Task prompt: A complete answer retypes each of the records below precisely and includes none of the pictures.

Provided data:

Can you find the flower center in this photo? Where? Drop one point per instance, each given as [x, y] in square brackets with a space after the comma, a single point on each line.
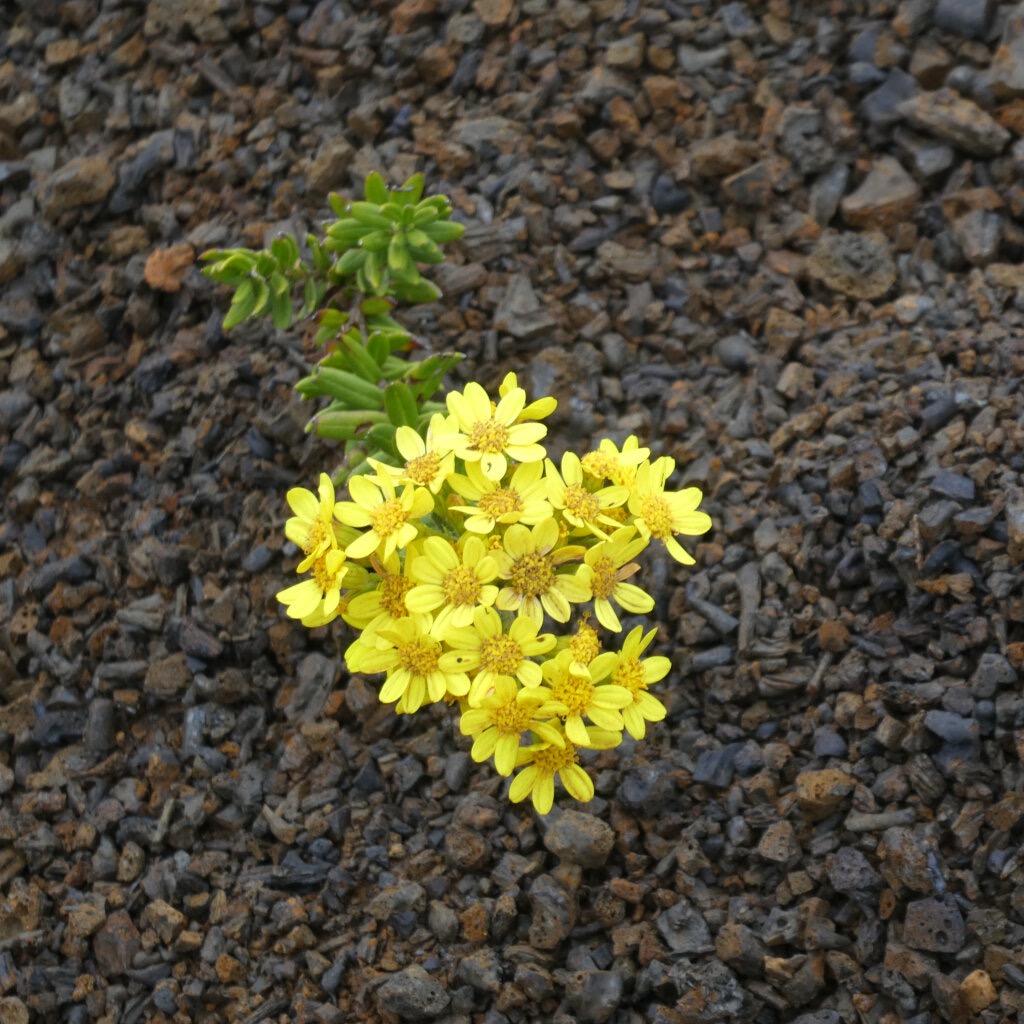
[500, 654]
[511, 718]
[629, 673]
[581, 503]
[419, 656]
[655, 512]
[585, 645]
[553, 759]
[598, 464]
[316, 537]
[388, 517]
[488, 436]
[326, 577]
[573, 691]
[500, 502]
[461, 586]
[423, 468]
[392, 590]
[531, 574]
[604, 580]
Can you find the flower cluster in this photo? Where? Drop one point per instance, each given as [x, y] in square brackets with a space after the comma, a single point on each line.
[479, 572]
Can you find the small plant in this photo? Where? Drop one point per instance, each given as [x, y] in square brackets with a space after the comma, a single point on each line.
[475, 570]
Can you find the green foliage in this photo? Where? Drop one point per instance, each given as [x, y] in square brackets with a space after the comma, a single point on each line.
[353, 278]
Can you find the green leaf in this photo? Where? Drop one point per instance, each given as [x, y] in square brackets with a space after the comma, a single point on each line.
[262, 295]
[399, 403]
[422, 291]
[285, 251]
[281, 310]
[243, 304]
[376, 305]
[381, 436]
[411, 192]
[375, 188]
[309, 297]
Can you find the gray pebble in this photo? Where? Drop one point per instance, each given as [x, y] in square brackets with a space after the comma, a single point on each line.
[581, 839]
[413, 994]
[595, 995]
[735, 351]
[950, 727]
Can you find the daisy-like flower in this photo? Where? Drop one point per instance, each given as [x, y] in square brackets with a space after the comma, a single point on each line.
[487, 653]
[493, 434]
[584, 645]
[538, 410]
[322, 592]
[457, 582]
[628, 670]
[606, 567]
[581, 507]
[527, 563]
[608, 463]
[501, 719]
[544, 761]
[521, 500]
[579, 696]
[390, 516]
[428, 463]
[411, 657]
[312, 527]
[383, 603]
[662, 513]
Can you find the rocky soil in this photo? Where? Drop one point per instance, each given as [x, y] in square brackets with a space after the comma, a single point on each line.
[781, 242]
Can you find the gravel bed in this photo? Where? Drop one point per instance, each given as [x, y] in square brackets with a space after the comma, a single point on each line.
[780, 242]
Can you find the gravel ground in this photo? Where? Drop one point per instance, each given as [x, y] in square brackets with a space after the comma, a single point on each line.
[780, 242]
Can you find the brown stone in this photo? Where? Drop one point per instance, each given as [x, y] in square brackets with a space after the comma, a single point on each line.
[820, 793]
[435, 62]
[166, 268]
[411, 13]
[977, 992]
[80, 182]
[116, 944]
[165, 920]
[834, 636]
[725, 155]
[884, 199]
[493, 13]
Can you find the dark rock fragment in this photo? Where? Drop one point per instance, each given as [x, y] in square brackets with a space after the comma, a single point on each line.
[684, 930]
[413, 994]
[934, 926]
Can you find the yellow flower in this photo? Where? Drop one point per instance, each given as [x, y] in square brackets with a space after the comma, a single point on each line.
[581, 507]
[544, 761]
[456, 582]
[584, 645]
[628, 670]
[384, 603]
[484, 649]
[538, 410]
[501, 719]
[605, 568]
[428, 463]
[527, 562]
[520, 501]
[389, 516]
[579, 696]
[312, 527]
[411, 657]
[322, 592]
[607, 463]
[662, 513]
[493, 434]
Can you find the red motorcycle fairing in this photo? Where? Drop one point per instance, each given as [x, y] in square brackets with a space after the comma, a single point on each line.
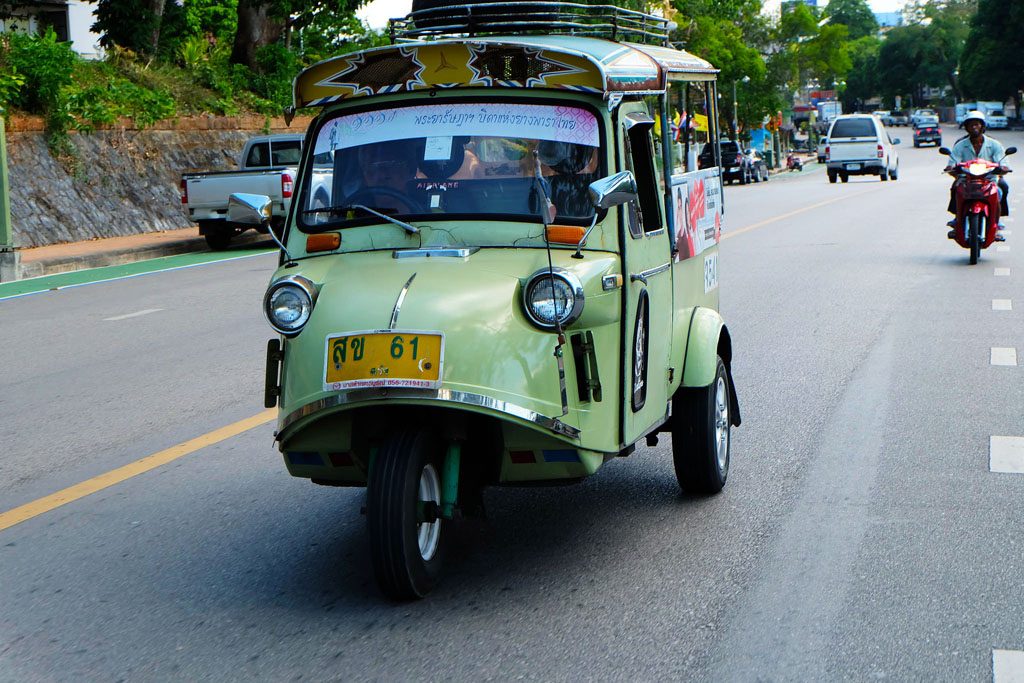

Answer to this problem:
Can you find the flower center in this photo? Where? Drop one point per instance, each given as [x, y] in square brackets with a space after the comma, a single point on each line.
[500, 654]
[511, 718]
[629, 673]
[581, 503]
[419, 656]
[655, 512]
[585, 645]
[553, 759]
[598, 464]
[316, 537]
[388, 517]
[488, 436]
[326, 577]
[573, 691]
[500, 502]
[461, 586]
[423, 468]
[392, 590]
[531, 574]
[604, 580]
Can you find the flower cluster in this photo? Where? Drop one point per instance, each given as [x, y] in square brackets with a space after the comma, a single point on each line.
[479, 572]
Can you find the small plant in this photo? Where? Drop one point per instance, each given as [x, y] in square brackets with a space after the comma, a single point on each line.
[475, 570]
Can you find the green foliage in this photo? Where? Drop one point per instance, each given as [x, y] in square brackets with a space after the comma, a single point on each line.
[353, 278]
Can you find the green leaf in this photo? Where? Drop one point per instance, each given as [x, y] in square brackets with a space after the comma, a single point on each line.
[262, 295]
[399, 403]
[422, 291]
[285, 251]
[281, 310]
[243, 304]
[376, 305]
[381, 436]
[411, 192]
[375, 188]
[309, 297]
Can you find the gray pebble in this photo? Where? Drop one point per instance, each given as [x, y] in square brackets with a space after the comma, a single point on each line.
[581, 839]
[413, 994]
[595, 995]
[735, 351]
[950, 727]
Can you find the daisy-like flower in this photo? Where? Drop one point per instance, each given as [x, y] in square brackets with a space after the comma, a single point on each line.
[487, 653]
[493, 434]
[584, 645]
[538, 410]
[322, 592]
[457, 582]
[628, 670]
[606, 567]
[581, 507]
[527, 563]
[608, 463]
[501, 719]
[544, 761]
[521, 500]
[579, 696]
[390, 516]
[428, 463]
[411, 657]
[312, 527]
[383, 603]
[662, 513]
Can you find the rocky soil in this photo? Where? Drop one point per instance, each given as [x, y] in square brackets with a space after the comma, a single point on each line.
[781, 242]
Can you find the gravel bed in this photo? Where? Drop one point per instance, each given as [x, y] in square brackets with a space after the comma, a single point on each line.
[780, 242]
Can you find the gravel ground in this photo? Where? Drop one point per instance, each given as [x, y] in square brackets with a space after the comma, a single point on each line.
[780, 242]
Can you find the brown stone in this photo? Where? Drop one point per instance, each given as [x, y] in square brackets with a space after the comma, a single point on each line.
[820, 793]
[435, 62]
[166, 268]
[411, 13]
[977, 992]
[80, 182]
[116, 944]
[165, 920]
[834, 636]
[725, 155]
[884, 199]
[493, 13]
Can you find the dark rock fragment in this photo? Where? Drop one point per instance, each given as [x, y] in square brackets with a space after the comma, a single point on each line.
[684, 930]
[413, 994]
[934, 926]
Can you find the yellow flower in this photo? Where? Drop one point per instance, each given as [x, y] in square brackets with a space after the comma, a single point on each line.
[581, 507]
[544, 761]
[456, 582]
[584, 645]
[628, 670]
[384, 603]
[484, 649]
[538, 410]
[501, 719]
[605, 568]
[428, 463]
[527, 562]
[520, 501]
[389, 516]
[579, 696]
[312, 527]
[411, 657]
[322, 592]
[607, 463]
[662, 513]
[493, 434]
Can you find the red motorcycle fairing in this photo? Where? Drop one point per instance, each given as [x, y] in square brackets with a space after the comma, a single point on each line.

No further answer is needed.